§ Your goal: Rewrite only the part of the listing below that runs from the line with "Every instance of the potted" up to and including its last line, substituting "tree stump" for every occurrence of "tree trunk" and leaving everything else unchanged.

§ Supplied entries:
......
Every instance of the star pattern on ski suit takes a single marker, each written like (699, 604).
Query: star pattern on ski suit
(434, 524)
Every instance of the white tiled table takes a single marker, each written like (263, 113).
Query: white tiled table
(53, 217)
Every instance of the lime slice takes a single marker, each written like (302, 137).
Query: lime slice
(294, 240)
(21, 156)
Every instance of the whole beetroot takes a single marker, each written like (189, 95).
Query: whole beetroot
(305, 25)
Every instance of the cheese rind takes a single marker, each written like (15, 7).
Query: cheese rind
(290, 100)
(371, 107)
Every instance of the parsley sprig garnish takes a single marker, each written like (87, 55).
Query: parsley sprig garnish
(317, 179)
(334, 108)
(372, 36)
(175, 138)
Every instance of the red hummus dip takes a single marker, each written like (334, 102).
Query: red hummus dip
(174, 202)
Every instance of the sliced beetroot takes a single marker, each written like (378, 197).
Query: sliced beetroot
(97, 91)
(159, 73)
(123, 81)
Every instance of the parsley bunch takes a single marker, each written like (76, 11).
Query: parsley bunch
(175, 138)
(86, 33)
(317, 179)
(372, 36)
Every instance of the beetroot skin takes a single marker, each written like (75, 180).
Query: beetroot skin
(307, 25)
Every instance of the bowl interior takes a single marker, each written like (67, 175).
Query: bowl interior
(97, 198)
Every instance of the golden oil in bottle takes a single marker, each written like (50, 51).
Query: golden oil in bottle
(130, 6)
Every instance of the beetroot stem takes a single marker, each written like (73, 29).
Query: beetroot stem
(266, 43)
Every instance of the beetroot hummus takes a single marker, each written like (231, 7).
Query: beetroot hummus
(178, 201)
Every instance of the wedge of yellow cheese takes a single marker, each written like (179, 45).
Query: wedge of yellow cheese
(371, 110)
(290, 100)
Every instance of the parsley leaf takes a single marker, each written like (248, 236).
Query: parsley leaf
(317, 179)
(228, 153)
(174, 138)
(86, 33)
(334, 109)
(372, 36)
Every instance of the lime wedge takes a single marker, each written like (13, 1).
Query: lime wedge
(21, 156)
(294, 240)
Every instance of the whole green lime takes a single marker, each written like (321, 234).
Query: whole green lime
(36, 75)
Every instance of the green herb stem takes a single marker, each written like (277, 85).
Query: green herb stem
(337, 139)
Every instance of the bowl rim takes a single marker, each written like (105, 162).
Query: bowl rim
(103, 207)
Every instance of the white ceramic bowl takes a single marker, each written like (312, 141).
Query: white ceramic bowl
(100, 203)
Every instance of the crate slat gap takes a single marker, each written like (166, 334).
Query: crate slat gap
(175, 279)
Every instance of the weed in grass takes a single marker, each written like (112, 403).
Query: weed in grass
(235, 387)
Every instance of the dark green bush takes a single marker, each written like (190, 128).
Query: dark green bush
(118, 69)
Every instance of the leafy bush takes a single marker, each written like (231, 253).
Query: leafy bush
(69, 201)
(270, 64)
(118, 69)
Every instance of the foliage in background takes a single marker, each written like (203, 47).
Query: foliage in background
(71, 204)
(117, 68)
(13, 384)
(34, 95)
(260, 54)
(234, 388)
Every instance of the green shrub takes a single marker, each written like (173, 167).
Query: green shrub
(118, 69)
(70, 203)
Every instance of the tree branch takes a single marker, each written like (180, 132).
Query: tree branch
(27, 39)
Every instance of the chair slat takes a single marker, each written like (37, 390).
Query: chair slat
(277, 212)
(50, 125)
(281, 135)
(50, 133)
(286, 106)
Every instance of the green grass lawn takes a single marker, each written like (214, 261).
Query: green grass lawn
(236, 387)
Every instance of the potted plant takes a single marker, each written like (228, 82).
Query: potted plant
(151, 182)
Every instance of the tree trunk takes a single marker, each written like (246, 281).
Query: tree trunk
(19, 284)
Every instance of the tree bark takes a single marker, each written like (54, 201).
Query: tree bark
......
§ Solution to this problem:
Every instance of the potted plant takes a single marker, each written like (228, 82).
Query: potted plant
(151, 182)
Every instance of the tree stump takes a single marker, each written like (246, 281).
Query: tree stump
(19, 284)
Every instance of the tree bark takes a single marker, each written like (54, 201).
Query: tree bark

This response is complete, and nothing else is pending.